> _Assignment_
Go through the entries that follow and count every line with the string "panel". Reply with the number only.

Referring expression data:
::::::::
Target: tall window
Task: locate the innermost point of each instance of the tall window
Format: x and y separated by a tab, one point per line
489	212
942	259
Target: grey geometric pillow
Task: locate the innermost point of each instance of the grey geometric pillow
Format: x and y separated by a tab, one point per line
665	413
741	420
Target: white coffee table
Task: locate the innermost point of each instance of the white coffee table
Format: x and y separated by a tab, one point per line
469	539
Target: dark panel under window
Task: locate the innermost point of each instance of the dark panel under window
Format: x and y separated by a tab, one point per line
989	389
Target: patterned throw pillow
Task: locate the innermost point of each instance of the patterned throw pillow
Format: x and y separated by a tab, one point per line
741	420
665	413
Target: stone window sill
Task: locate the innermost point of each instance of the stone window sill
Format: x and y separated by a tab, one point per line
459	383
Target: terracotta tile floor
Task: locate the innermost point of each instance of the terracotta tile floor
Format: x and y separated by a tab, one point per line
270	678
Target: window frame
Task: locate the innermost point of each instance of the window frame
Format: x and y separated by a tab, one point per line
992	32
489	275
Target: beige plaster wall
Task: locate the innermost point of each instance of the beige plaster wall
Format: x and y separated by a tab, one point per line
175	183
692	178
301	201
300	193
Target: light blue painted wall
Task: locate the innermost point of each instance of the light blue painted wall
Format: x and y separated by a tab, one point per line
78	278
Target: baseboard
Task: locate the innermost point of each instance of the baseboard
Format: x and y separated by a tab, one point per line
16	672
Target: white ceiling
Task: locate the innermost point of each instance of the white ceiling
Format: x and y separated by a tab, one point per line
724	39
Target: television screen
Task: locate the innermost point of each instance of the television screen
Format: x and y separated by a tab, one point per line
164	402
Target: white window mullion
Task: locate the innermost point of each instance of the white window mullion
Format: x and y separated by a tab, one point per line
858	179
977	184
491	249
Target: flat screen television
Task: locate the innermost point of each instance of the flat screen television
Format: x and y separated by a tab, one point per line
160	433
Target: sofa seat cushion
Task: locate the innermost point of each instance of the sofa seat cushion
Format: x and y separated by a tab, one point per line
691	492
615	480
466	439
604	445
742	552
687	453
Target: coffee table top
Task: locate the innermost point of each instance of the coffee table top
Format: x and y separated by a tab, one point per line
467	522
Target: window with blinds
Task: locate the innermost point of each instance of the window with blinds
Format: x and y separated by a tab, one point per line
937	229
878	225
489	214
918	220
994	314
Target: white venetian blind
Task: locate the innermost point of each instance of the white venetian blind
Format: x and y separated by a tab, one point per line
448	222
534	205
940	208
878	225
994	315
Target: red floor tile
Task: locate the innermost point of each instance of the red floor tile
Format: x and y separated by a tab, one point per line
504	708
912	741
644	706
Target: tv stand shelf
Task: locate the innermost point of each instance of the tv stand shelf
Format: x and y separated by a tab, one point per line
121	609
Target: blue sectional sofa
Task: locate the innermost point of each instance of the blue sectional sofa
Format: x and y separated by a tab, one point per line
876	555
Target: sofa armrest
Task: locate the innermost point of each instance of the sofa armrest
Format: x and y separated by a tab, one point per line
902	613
::::::::
> _Output of the exercise_
2